--- Start SOURCE TEXT ---
Re: [Caml-list] Re: Binary logarithm of a power of 2

Re: [Caml-list] Re: Binary logarithm of a power of 2

[Dario Teixeira]

Hi,

> The code is not bug proof, you should check it ;-)

Yeap, there's one bug which manifests itself on whole-byte boundaries
(ex: logbin_array 512l, logbin_array 65536l)...

> 
> You can except at least 18% increase in term of performance
> on amd64 and a 1% decrease on i386. 
 
In my synthetic benchmark it behaves as well as my initial C-based
but "alloc-happy" solution, so congratulations!  (Though it is of
course slower than the C-based "noalloc" version).

Incidentally, I found a web page with lots of cool bit-twiddling hacks,
which includes several solutions to the binary logarithm problem:
http://graphics.stanford.edu/~seander/bithacks.html

Cheers,
Dario

Re: [Caml-list] Re: Binary logarithm of a power of 2

[Gabriel Kerneis]

On Fri, May 27, 2011 at 10:21:09AM -0700, Dario Teixeira wrote:
> Incidentally, I found a web page with lots of cool bit-twiddling hacks,
> which includes several solutions to the binary logarithm problem:
> http://graphics.stanford.edu/~seander/bithacks.html

Some more of them:
http://www.cl.cam.ac.uk/~am21/hakmemc.html

Those are the (famous) HAKMEM tricks, translated to C by Alan Mycroft.
--- End SOURCE TEXT ---
REQUIREMENT A >>
Reproduce word for word the stretch of the binary logarithm thread from "Yeap, there's one" through "decrease on i386.".
--- Start SUPPLIED RECORDS ---
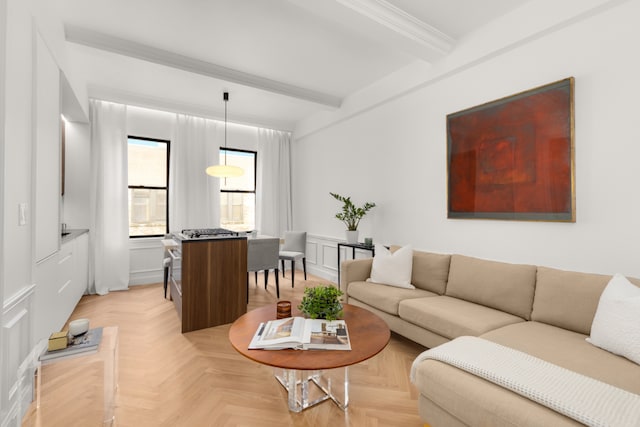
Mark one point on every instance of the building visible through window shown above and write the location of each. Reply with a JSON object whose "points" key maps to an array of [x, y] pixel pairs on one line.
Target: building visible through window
{"points": [[238, 194], [148, 177]]}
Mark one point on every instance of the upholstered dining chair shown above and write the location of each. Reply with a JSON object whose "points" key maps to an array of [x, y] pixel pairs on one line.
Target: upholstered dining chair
{"points": [[294, 248], [262, 254]]}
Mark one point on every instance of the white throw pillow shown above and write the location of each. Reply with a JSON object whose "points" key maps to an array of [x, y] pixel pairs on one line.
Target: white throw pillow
{"points": [[616, 325], [393, 269]]}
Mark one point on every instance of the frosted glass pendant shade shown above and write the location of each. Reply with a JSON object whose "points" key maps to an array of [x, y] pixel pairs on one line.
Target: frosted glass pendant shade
{"points": [[224, 171]]}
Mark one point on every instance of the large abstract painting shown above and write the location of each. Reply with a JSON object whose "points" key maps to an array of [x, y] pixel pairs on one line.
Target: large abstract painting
{"points": [[513, 158]]}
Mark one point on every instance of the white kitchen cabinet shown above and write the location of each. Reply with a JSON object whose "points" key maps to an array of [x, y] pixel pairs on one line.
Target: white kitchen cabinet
{"points": [[61, 280]]}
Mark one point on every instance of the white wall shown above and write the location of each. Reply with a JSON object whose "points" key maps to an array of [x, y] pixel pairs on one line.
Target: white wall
{"points": [[394, 153]]}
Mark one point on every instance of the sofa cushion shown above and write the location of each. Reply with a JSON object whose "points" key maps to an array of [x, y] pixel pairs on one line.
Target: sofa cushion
{"points": [[383, 297], [503, 286], [570, 350], [452, 317], [430, 270], [452, 397], [616, 325], [567, 299], [393, 269]]}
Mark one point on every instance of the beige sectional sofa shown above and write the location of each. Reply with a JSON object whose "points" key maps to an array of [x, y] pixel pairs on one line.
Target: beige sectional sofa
{"points": [[541, 311]]}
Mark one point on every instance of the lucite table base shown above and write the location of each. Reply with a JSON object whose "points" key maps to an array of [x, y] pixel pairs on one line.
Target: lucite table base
{"points": [[308, 388]]}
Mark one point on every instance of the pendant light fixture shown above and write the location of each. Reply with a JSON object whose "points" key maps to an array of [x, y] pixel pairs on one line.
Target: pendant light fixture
{"points": [[225, 171]]}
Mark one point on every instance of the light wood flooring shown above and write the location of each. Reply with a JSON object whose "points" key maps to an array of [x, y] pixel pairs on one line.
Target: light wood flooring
{"points": [[197, 379]]}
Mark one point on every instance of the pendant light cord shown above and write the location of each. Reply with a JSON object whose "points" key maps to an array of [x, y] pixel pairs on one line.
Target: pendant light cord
{"points": [[226, 99]]}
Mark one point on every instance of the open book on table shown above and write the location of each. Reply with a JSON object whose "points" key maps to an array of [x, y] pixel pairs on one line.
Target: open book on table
{"points": [[85, 343], [301, 334]]}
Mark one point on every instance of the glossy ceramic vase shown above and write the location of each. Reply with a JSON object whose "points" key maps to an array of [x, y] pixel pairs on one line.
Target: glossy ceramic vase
{"points": [[352, 236]]}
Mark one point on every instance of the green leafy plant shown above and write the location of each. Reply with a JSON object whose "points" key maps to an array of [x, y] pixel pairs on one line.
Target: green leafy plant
{"points": [[322, 302], [350, 214]]}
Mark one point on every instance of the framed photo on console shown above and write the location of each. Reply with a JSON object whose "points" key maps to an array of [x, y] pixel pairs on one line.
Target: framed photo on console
{"points": [[513, 158]]}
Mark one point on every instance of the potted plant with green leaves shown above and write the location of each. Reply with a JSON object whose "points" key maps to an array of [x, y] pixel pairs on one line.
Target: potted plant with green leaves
{"points": [[322, 302], [351, 215]]}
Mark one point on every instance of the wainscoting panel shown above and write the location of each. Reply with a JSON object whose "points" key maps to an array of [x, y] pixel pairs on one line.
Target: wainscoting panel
{"points": [[324, 256], [145, 256], [17, 382]]}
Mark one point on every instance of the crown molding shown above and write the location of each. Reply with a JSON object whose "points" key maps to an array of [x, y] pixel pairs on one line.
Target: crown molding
{"points": [[399, 21], [170, 106], [94, 39]]}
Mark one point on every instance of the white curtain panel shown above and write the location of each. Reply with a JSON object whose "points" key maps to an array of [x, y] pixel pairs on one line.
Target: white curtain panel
{"points": [[273, 195], [109, 222], [194, 196]]}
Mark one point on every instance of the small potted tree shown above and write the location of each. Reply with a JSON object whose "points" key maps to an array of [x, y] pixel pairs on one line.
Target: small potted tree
{"points": [[322, 302], [351, 215]]}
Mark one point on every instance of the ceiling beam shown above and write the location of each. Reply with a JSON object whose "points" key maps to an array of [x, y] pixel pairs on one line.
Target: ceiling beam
{"points": [[406, 25], [94, 39]]}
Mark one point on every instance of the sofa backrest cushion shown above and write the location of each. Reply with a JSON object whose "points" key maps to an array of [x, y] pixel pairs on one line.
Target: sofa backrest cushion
{"points": [[568, 299], [430, 270], [503, 286]]}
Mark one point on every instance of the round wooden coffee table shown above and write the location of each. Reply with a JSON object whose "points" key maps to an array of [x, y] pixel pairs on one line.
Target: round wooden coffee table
{"points": [[299, 370]]}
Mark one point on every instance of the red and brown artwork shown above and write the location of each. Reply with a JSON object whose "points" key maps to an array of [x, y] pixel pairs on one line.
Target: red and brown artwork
{"points": [[514, 158]]}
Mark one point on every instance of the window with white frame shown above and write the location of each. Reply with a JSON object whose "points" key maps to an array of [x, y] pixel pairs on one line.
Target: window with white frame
{"points": [[238, 194], [148, 161]]}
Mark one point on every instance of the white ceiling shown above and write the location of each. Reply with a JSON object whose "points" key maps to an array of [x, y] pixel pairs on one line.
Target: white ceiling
{"points": [[280, 60]]}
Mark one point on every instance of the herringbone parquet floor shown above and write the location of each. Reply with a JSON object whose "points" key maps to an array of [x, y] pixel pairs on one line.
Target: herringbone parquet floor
{"points": [[197, 379]]}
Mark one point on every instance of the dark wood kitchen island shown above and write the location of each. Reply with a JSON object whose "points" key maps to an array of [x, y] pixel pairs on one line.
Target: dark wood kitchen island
{"points": [[209, 285]]}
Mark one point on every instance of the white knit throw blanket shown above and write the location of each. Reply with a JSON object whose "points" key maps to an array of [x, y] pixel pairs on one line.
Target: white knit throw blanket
{"points": [[574, 395]]}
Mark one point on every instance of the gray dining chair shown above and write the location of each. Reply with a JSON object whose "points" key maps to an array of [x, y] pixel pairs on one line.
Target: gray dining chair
{"points": [[262, 254], [294, 248]]}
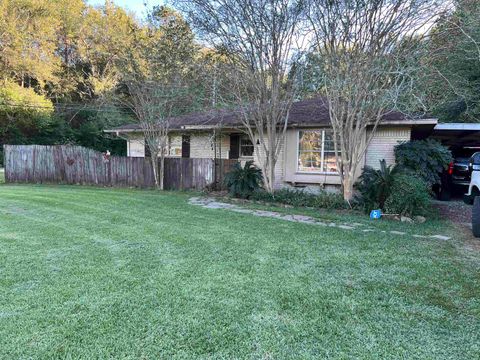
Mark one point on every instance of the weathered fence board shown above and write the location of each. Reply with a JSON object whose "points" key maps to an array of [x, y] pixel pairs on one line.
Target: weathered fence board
{"points": [[65, 164]]}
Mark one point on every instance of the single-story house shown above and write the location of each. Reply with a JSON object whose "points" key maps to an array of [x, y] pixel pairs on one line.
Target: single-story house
{"points": [[307, 157]]}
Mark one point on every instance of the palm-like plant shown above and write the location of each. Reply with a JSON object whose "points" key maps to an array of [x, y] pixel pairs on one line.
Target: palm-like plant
{"points": [[375, 185], [242, 182]]}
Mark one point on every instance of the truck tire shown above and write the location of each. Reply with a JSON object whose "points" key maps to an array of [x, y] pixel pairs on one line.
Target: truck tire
{"points": [[476, 216]]}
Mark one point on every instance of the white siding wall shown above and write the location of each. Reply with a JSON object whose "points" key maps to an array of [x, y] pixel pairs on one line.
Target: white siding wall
{"points": [[175, 146], [279, 166], [383, 143], [201, 146]]}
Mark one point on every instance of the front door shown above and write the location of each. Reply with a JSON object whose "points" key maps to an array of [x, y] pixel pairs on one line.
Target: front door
{"points": [[185, 146]]}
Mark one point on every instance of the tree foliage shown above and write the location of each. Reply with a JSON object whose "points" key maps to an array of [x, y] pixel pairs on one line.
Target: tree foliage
{"points": [[425, 158], [453, 60]]}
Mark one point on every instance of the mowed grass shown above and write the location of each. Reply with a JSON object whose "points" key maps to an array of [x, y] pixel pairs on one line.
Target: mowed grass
{"points": [[103, 273]]}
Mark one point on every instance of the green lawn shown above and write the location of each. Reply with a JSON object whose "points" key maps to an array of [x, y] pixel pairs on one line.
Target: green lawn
{"points": [[102, 273]]}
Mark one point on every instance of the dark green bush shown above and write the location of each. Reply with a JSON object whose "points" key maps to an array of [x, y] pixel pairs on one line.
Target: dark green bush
{"points": [[242, 182], [425, 158], [409, 196], [299, 198], [375, 185]]}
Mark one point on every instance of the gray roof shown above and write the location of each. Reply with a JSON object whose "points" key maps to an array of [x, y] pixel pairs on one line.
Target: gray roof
{"points": [[309, 112]]}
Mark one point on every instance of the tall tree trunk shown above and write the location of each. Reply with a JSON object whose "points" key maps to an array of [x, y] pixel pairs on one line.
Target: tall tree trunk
{"points": [[154, 162], [347, 185], [162, 172]]}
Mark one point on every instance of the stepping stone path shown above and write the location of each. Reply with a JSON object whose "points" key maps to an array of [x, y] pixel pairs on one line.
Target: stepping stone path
{"points": [[211, 203]]}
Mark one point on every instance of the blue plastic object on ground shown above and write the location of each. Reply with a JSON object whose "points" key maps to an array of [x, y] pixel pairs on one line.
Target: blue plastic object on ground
{"points": [[376, 214]]}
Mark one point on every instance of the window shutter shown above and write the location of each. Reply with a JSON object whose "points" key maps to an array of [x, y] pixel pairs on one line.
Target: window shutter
{"points": [[234, 146]]}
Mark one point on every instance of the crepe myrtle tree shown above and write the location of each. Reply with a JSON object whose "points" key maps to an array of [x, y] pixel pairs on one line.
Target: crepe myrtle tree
{"points": [[260, 40], [366, 51], [153, 105]]}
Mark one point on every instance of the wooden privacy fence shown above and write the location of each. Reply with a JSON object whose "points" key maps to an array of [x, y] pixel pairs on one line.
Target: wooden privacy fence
{"points": [[65, 164]]}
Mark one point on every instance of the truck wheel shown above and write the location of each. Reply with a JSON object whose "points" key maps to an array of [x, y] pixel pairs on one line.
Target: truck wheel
{"points": [[476, 217]]}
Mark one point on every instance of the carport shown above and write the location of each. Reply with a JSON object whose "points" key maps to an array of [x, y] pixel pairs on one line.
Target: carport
{"points": [[457, 135], [463, 140]]}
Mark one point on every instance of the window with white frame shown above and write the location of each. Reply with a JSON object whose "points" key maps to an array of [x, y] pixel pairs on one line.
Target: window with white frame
{"points": [[316, 151], [246, 146]]}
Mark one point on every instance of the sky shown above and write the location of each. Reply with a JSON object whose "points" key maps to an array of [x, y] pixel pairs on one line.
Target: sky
{"points": [[136, 6]]}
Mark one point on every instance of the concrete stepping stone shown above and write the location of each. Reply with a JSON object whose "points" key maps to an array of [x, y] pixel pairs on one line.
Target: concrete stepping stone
{"points": [[211, 203]]}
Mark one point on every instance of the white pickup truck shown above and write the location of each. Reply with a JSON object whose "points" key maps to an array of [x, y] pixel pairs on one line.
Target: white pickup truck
{"points": [[473, 195]]}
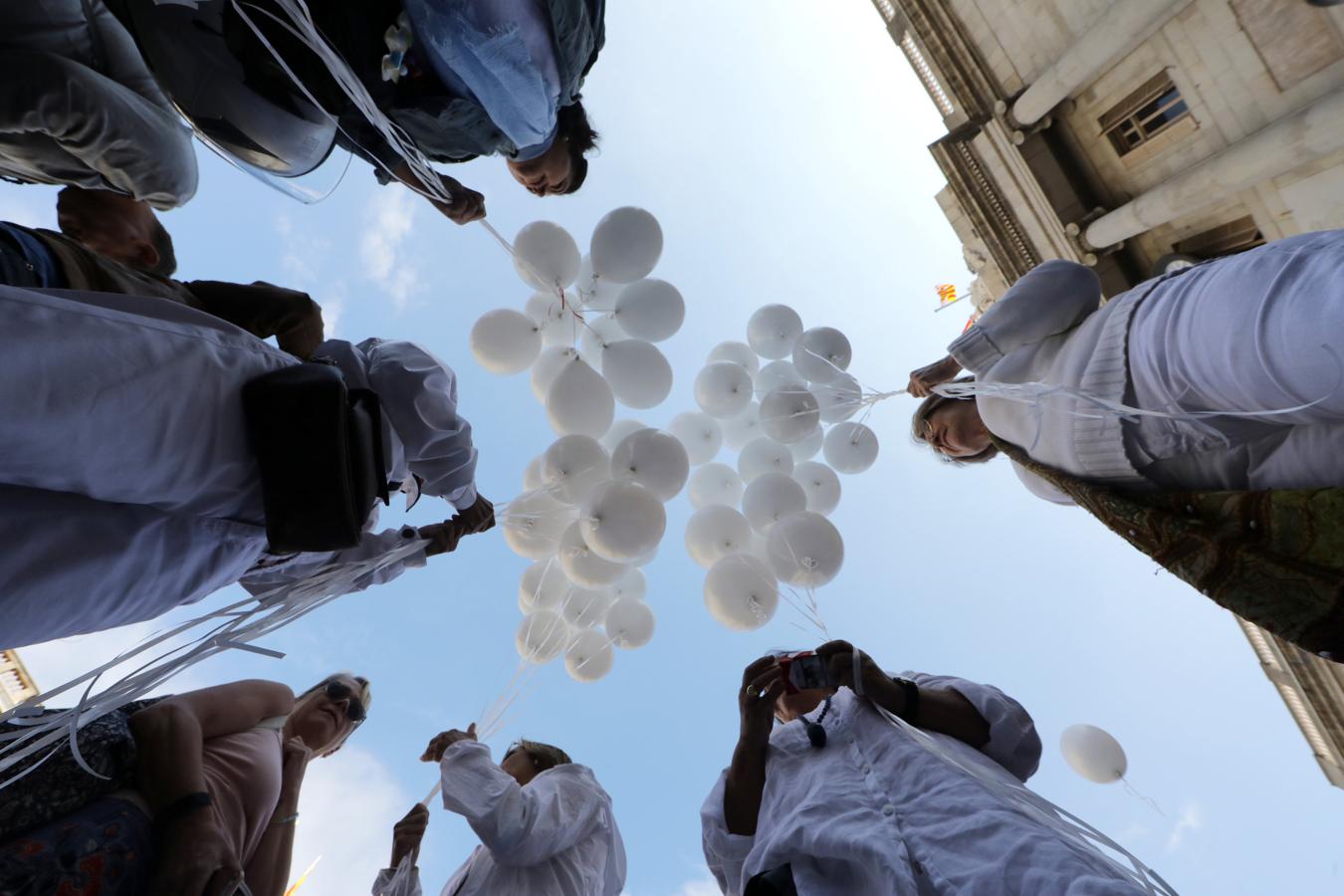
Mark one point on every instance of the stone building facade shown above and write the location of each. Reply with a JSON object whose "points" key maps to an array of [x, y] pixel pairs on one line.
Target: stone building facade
{"points": [[1133, 135], [1129, 134]]}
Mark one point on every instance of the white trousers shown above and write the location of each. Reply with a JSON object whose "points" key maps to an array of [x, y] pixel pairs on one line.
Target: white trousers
{"points": [[126, 483], [1255, 332]]}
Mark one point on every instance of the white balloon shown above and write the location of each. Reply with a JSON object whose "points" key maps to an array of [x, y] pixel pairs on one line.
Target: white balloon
{"points": [[588, 657], [742, 427], [584, 607], [574, 465], [789, 414], [506, 341], [764, 456], [723, 388], [806, 448], [630, 585], [626, 245], [822, 353], [736, 352], [773, 330], [629, 623], [715, 533], [741, 592], [638, 373], [655, 460], [820, 484], [541, 637], [579, 400], [533, 476], [777, 373], [597, 334], [545, 256], [594, 292], [534, 523], [715, 484], [580, 564], [618, 431], [1093, 753], [622, 520], [849, 448], [772, 497], [699, 433], [651, 310], [549, 365], [839, 398], [805, 550]]}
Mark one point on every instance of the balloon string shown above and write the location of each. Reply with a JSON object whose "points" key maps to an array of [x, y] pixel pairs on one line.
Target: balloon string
{"points": [[1133, 791]]}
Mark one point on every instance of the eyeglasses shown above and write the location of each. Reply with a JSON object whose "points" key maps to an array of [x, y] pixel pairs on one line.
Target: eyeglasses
{"points": [[353, 708]]}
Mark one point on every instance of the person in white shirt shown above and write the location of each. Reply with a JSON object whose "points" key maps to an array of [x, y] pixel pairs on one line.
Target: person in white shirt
{"points": [[546, 823], [837, 799], [127, 483]]}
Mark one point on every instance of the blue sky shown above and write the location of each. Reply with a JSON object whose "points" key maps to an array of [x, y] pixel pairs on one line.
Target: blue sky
{"points": [[783, 148]]}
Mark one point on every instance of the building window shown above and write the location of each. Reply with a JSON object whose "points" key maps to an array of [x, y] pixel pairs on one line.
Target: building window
{"points": [[926, 76], [1226, 239], [1144, 114]]}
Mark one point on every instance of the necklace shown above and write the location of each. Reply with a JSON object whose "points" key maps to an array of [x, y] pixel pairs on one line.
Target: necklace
{"points": [[816, 733]]}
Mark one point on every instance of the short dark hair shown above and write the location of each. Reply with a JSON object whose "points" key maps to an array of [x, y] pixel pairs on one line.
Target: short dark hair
{"points": [[571, 125], [161, 241], [545, 757], [920, 433]]}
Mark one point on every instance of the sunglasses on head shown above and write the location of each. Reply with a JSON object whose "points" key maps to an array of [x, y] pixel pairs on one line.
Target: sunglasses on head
{"points": [[341, 691]]}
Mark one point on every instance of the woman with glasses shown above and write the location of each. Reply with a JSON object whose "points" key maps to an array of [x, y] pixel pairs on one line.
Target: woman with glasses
{"points": [[545, 822], [207, 800]]}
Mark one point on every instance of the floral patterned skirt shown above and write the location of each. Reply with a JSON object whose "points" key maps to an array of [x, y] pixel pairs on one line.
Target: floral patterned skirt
{"points": [[104, 849]]}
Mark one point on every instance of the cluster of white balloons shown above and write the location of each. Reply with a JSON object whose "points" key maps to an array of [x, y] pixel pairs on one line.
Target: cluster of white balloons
{"points": [[591, 511], [777, 400]]}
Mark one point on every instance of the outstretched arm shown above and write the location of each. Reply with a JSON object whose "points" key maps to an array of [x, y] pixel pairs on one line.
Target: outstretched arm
{"points": [[1047, 300]]}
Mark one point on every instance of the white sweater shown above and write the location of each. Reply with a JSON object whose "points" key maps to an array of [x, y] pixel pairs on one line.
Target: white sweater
{"points": [[1048, 328]]}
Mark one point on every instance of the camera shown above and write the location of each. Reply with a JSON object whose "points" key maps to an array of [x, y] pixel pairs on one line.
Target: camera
{"points": [[805, 670]]}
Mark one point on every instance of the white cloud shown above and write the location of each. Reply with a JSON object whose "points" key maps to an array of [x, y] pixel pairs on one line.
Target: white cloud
{"points": [[391, 214], [703, 887], [1190, 819], [345, 814], [302, 254]]}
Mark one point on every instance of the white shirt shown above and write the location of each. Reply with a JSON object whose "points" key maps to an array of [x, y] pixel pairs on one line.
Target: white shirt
{"points": [[422, 431], [875, 813], [554, 837]]}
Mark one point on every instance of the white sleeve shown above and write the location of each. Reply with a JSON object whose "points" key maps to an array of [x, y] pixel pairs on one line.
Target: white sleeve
{"points": [[418, 394], [1013, 742], [519, 825], [725, 853], [1045, 301], [1039, 487], [372, 549]]}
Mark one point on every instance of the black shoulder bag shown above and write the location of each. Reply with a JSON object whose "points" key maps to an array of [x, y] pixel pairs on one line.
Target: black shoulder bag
{"points": [[320, 449]]}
--- End SUPPLIED RECORDS ---
REQUIREMENT B >>
Count the lines in the records that contain the string "board", treating case as significant, and reply with the number alone.

REPLY A >>
Yeap, there's one bug which manifests itself on whole-byte boundaries
(ex: logbin_array 512l, logbin_array 65536l)...

> 
> You can except at least 18% increase in term of performance
> on amd64 and a 1% decrease on i386.

REPLY B >>
2